→ **Work request**
Could you extract every entry below and reproduce it exactly?

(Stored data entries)
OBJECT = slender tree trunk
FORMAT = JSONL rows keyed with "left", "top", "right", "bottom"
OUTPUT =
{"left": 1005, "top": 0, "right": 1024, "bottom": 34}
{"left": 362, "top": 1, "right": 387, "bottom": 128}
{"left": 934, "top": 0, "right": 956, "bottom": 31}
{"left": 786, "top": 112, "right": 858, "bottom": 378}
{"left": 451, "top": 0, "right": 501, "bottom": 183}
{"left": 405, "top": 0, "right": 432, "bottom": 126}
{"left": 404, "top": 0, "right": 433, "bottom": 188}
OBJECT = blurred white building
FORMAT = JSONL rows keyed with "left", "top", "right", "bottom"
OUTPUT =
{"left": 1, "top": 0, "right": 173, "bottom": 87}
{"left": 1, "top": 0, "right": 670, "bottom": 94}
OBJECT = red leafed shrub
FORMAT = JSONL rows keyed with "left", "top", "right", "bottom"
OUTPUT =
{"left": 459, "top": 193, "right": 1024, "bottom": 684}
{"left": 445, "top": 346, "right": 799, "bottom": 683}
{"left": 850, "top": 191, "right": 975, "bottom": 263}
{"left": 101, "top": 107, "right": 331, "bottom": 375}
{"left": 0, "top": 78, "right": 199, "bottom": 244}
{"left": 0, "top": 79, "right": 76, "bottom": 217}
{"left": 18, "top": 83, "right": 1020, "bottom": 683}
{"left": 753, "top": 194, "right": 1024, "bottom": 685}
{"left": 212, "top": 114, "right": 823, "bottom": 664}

→ **Response area**
OBJECT = slender tree trunk
FORMAT = JSONL rows keyed with "left", "top", "right", "bottom"
OUTPUT =
{"left": 1005, "top": 0, "right": 1024, "bottom": 34}
{"left": 362, "top": 1, "right": 387, "bottom": 128}
{"left": 934, "top": 0, "right": 956, "bottom": 31}
{"left": 786, "top": 112, "right": 858, "bottom": 378}
{"left": 451, "top": 0, "right": 501, "bottom": 183}
{"left": 405, "top": 0, "right": 432, "bottom": 126}
{"left": 404, "top": 0, "right": 433, "bottom": 188}
OBJECT = blurred white building
FORMAT = JSONL rows keyed with "left", "top", "right", "bottom"
OUTPUT =
{"left": 1, "top": 0, "right": 173, "bottom": 87}
{"left": 1, "top": 0, "right": 670, "bottom": 94}
OBJECT = red leafed shrub
FORMAT = JSONL rows keyed with "left", "top", "right", "bottom"
OUTPUT =
{"left": 459, "top": 193, "right": 1024, "bottom": 684}
{"left": 445, "top": 346, "right": 799, "bottom": 683}
{"left": 850, "top": 191, "right": 975, "bottom": 263}
{"left": 101, "top": 107, "right": 331, "bottom": 375}
{"left": 0, "top": 78, "right": 199, "bottom": 244}
{"left": 0, "top": 79, "right": 76, "bottom": 217}
{"left": 18, "top": 83, "right": 1020, "bottom": 683}
{"left": 753, "top": 194, "right": 1024, "bottom": 685}
{"left": 212, "top": 114, "right": 823, "bottom": 664}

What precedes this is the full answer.